> [GOAL OF THE EXERCISE] Copy every line of the listing that holds the string "sidewalk".

- - -

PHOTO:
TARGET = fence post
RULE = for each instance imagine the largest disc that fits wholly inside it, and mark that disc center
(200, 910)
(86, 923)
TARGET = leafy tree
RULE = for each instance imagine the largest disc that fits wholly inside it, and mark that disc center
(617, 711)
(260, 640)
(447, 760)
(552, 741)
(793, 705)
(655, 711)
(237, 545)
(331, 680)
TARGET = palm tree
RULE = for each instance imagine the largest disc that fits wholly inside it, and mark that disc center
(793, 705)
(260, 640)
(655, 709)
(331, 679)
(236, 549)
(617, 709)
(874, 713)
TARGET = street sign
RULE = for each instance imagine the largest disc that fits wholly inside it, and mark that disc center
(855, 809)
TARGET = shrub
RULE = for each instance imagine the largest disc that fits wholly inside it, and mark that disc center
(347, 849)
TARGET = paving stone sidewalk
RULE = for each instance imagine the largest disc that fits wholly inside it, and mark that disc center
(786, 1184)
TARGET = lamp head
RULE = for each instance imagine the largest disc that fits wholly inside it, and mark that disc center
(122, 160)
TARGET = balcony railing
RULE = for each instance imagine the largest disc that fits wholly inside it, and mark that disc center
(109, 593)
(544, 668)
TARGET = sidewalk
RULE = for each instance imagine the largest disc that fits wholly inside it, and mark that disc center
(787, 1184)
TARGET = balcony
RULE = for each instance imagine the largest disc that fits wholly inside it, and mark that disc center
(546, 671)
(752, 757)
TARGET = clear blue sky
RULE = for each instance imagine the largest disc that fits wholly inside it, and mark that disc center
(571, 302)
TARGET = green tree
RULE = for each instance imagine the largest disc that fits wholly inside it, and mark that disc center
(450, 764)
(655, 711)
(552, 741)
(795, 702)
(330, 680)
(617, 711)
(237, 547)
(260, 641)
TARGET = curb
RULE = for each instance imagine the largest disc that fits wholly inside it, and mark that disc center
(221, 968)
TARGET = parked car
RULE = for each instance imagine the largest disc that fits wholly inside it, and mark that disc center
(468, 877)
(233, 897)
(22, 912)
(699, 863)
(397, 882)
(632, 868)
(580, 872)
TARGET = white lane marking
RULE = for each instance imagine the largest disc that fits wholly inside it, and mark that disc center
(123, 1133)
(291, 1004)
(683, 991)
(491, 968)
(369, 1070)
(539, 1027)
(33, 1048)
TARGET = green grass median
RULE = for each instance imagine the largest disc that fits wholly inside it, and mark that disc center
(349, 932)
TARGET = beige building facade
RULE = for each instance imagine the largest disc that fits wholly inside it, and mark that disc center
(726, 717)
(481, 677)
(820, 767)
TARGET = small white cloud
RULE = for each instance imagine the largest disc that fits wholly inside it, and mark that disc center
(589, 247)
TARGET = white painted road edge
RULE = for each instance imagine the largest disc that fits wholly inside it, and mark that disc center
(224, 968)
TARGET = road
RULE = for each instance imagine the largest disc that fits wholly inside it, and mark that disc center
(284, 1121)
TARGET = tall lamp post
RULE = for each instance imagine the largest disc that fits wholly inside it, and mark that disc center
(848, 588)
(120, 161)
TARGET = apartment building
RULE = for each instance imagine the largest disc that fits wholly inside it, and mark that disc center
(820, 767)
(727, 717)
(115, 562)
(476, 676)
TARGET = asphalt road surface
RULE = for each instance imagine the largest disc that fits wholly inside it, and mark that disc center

- - -

> [RESULT]
TARGET = paving stone sidewalk
TARGET = sidewalk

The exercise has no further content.